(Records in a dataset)
================

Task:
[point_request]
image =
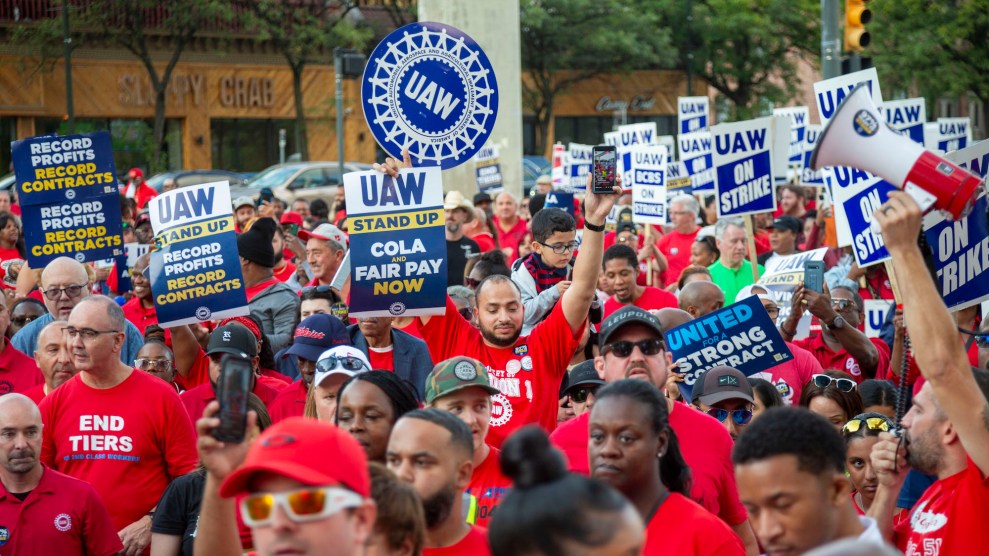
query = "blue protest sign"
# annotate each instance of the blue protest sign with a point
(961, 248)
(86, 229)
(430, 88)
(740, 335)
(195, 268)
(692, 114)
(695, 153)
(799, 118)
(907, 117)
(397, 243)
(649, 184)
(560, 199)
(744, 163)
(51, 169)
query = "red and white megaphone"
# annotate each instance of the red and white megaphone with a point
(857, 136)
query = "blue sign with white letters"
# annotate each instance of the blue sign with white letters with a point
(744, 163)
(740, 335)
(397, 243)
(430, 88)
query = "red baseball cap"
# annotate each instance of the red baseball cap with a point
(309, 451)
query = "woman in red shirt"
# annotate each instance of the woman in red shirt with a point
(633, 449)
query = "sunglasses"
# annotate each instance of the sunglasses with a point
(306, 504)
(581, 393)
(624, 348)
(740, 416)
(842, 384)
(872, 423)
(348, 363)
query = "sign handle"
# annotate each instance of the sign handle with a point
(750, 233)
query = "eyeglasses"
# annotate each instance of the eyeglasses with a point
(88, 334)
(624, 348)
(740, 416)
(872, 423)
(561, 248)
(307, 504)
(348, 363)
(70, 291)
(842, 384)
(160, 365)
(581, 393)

================

(What this task involves)
Rewrite the material above as a numbered list with one line per item, skipping any blank lines and leaving the pictures out.

(Written answer)
1. Task:
2. [point_request]
3. image =
4. query = "blue protest sign"
5. # annotate each instance of the blue protest sign with a point
6. (961, 248)
7. (86, 229)
8. (430, 88)
9. (740, 335)
10. (195, 268)
11. (692, 114)
12. (695, 153)
13. (799, 118)
14. (907, 117)
15. (397, 243)
16. (649, 184)
17. (560, 199)
18. (744, 163)
19. (51, 169)
20. query = "red and white megaphone"
21. # annotate each instance of the red and white megaphone with a point
22. (857, 136)
23. query = "blue sign with white letters"
24. # annotate each instance of the blue sign with white letters with a point
25. (744, 163)
26. (740, 335)
27. (397, 243)
28. (430, 88)
29. query = "red baseball cap"
30. # annotate each instance of the red baseball cap with a point
31. (309, 451)
32. query = "woman in red shirt"
33. # annotate each instance of the woman in red shirt with a point
34. (633, 449)
35. query = "sunglasses"
36. # annotate each instance of the sunglasses with a point
37. (306, 504)
38. (581, 393)
39. (624, 348)
40. (740, 416)
41. (842, 384)
42. (872, 423)
43. (348, 363)
44. query = "sign handle"
45. # annotate each instance of the sign handle with a point
46. (750, 233)
47. query = "eyeglasses"
48. # annotate each instance of the eyeglasses with a point
49. (88, 334)
50. (624, 348)
51. (740, 416)
52. (872, 423)
53. (561, 248)
54. (307, 504)
55. (348, 363)
56. (70, 291)
57. (842, 384)
58. (160, 365)
59. (581, 393)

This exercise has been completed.